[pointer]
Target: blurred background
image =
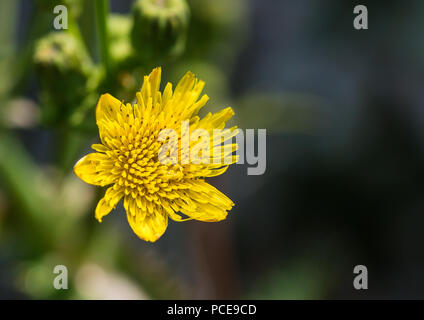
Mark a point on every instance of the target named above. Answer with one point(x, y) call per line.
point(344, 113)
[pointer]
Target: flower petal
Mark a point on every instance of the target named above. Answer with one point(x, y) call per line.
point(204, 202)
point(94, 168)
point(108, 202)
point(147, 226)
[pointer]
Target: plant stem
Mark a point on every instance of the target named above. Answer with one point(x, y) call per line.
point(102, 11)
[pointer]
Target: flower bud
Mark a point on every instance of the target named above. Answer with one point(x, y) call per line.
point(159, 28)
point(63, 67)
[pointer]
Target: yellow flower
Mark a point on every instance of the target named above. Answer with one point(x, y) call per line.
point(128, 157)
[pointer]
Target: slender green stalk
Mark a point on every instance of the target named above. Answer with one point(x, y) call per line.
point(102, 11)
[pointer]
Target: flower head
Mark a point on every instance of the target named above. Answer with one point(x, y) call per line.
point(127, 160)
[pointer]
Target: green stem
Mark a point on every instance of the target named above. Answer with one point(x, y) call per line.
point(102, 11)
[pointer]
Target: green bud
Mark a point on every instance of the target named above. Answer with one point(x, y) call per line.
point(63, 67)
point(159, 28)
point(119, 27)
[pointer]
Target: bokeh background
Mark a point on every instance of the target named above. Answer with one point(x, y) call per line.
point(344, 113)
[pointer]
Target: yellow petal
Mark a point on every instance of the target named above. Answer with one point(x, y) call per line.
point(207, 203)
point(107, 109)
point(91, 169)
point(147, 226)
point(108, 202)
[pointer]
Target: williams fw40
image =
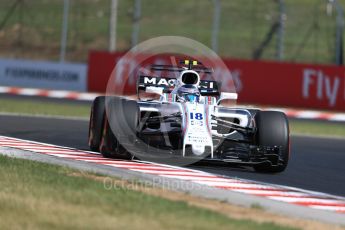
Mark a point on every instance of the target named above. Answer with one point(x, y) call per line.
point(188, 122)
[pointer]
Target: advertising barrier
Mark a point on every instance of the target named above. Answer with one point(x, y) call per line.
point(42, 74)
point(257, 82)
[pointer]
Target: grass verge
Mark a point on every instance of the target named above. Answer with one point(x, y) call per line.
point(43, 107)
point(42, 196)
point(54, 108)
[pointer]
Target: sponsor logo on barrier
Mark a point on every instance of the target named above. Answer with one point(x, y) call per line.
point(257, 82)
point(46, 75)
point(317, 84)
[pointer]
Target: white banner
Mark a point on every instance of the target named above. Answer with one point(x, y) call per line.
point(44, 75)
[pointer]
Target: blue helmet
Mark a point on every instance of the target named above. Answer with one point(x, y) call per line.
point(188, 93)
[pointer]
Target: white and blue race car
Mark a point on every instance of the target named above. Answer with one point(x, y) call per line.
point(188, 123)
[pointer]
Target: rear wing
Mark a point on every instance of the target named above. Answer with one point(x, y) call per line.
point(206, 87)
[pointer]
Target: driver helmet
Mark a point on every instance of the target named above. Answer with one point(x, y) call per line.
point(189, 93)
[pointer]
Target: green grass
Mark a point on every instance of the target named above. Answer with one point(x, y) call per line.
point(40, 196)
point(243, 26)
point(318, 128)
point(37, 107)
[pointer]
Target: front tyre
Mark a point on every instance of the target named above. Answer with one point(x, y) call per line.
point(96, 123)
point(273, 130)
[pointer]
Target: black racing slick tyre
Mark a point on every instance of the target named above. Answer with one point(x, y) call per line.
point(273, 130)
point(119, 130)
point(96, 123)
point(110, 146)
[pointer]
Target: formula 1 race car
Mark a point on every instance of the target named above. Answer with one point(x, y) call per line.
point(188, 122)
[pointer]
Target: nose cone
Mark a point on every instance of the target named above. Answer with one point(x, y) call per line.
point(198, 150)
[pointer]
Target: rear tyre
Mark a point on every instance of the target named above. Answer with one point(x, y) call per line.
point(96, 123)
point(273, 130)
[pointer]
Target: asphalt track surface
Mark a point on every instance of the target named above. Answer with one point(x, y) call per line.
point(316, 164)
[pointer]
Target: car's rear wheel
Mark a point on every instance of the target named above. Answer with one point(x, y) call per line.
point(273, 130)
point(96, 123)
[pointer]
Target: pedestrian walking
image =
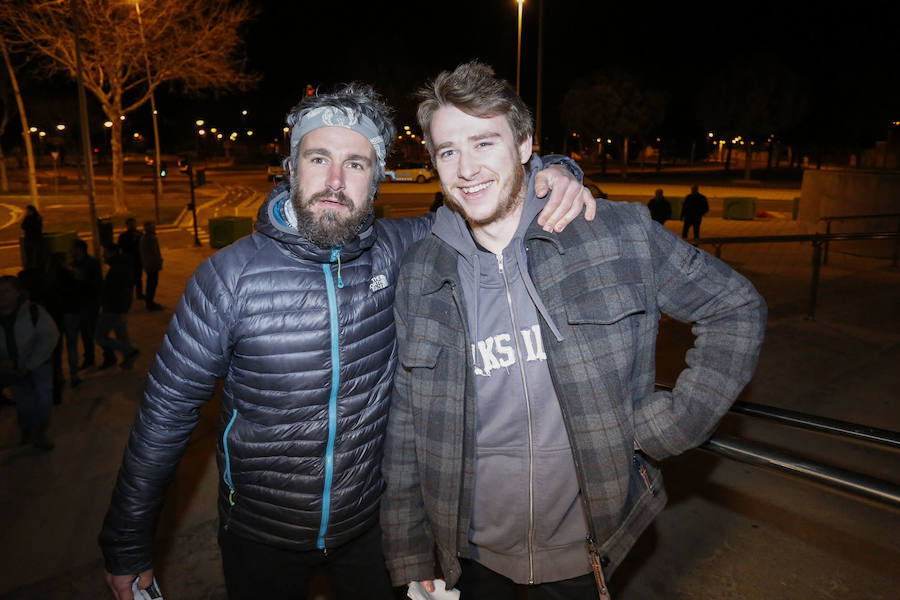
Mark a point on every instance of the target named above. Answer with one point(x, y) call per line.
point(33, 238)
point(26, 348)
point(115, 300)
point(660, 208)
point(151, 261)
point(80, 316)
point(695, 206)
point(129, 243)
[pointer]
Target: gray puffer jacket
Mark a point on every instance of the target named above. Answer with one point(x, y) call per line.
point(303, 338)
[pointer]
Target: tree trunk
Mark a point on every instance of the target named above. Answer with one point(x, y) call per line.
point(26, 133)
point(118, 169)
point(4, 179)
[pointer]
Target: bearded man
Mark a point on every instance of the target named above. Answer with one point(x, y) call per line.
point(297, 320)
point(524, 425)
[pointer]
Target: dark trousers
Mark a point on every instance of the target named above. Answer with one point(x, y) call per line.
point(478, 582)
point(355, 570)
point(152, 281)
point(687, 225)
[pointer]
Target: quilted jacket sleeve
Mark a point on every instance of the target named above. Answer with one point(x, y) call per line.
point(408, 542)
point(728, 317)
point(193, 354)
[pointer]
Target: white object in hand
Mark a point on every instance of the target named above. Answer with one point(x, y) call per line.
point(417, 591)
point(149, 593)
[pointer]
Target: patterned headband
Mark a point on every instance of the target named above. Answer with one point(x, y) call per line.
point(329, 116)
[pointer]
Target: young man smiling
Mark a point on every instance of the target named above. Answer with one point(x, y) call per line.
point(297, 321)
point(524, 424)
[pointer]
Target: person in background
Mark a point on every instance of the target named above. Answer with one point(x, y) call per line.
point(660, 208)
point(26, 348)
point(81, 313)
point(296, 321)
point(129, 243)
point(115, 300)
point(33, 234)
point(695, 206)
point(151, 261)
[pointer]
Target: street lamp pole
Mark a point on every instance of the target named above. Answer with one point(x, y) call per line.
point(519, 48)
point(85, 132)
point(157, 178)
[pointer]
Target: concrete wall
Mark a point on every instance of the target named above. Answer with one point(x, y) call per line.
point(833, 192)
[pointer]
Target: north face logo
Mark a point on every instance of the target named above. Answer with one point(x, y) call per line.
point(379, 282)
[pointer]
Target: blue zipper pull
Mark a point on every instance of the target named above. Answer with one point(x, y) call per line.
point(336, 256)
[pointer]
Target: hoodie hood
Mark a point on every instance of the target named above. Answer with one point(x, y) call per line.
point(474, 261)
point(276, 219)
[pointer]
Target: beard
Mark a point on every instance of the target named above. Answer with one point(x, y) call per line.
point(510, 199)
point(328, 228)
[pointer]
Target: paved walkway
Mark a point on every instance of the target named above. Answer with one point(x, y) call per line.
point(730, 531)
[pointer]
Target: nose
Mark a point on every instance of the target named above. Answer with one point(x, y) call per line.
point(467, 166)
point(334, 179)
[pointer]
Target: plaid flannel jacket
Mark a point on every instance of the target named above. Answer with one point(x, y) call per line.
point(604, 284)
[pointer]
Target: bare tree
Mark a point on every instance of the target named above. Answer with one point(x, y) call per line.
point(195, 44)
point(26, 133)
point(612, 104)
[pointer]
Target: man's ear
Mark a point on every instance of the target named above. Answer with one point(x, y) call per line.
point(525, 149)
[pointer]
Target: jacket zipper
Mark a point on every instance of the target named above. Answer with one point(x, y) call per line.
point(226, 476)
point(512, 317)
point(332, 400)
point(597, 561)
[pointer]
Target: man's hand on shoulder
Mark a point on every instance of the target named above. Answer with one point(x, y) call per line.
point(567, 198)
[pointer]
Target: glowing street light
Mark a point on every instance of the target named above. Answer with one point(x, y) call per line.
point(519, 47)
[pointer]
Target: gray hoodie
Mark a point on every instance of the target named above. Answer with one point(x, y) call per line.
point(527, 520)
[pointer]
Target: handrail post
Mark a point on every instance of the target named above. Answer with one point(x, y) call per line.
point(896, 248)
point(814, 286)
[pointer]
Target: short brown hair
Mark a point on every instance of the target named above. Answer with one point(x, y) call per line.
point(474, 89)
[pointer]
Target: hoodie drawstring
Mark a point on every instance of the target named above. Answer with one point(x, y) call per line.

· · · · ·

QUÉ HACER | Indica cuántas líneas del listado anterior contienen la palabra "hoodie" y responde únicamente con esa cifra.

RESULTADO FINAL | 3